_ACTIVITY_:
Please copy the records below word for word, leaving out the pictures.

_Stored entries_:
- - - - -
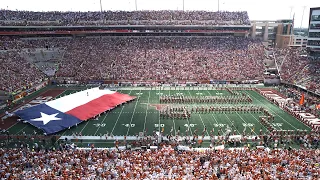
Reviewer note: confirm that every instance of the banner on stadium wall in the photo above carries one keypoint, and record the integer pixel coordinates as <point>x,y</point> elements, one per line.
<point>95,82</point>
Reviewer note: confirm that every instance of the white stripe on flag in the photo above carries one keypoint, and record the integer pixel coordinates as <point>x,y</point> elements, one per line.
<point>72,101</point>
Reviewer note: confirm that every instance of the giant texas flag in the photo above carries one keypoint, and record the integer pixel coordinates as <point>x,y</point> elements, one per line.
<point>67,111</point>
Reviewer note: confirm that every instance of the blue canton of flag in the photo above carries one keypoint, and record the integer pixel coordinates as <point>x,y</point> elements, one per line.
<point>47,118</point>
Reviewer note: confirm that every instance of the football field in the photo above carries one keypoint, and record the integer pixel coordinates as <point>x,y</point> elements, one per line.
<point>143,115</point>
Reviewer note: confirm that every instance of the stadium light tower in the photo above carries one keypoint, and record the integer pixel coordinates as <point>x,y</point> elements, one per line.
- - - - -
_PROBLEM SOLUTION_:
Reviewer note: confirm that every instance of the banner on stadium wall in the photo above carries one keypoint, and record the integer pixel coordinates as <point>x,y</point> elements, one per line.
<point>95,82</point>
Reviewer note: confirm that every instance of the white stripe on flag in the photo above carries one keypoint, and record the integer pixel coordinates as <point>x,y</point> elements, one per line.
<point>72,101</point>
Reviewer note: confirm that every instance of the giant texas flag in the photo above carries one keypoint, and record the integer pixel coordinates as <point>x,y</point> elements, one per line.
<point>67,111</point>
Reviewer note: confirm that every instance of the blue canton of flag in the photo above carries one keypoint, and record the integer pixel coordinates as <point>x,y</point> elements, one per line.
<point>47,118</point>
Reviewer note: confirm that every instance of the football field in the photo above carries one keypoint, and record the integer pixel coordinates as <point>x,y</point> elements, one per line.
<point>143,115</point>
Reviewer note: confirm that every instance of the stadium light tower in the photo above carries one keypoint, and record the integer pixel coordinates as <point>x,y</point> elements, one per line.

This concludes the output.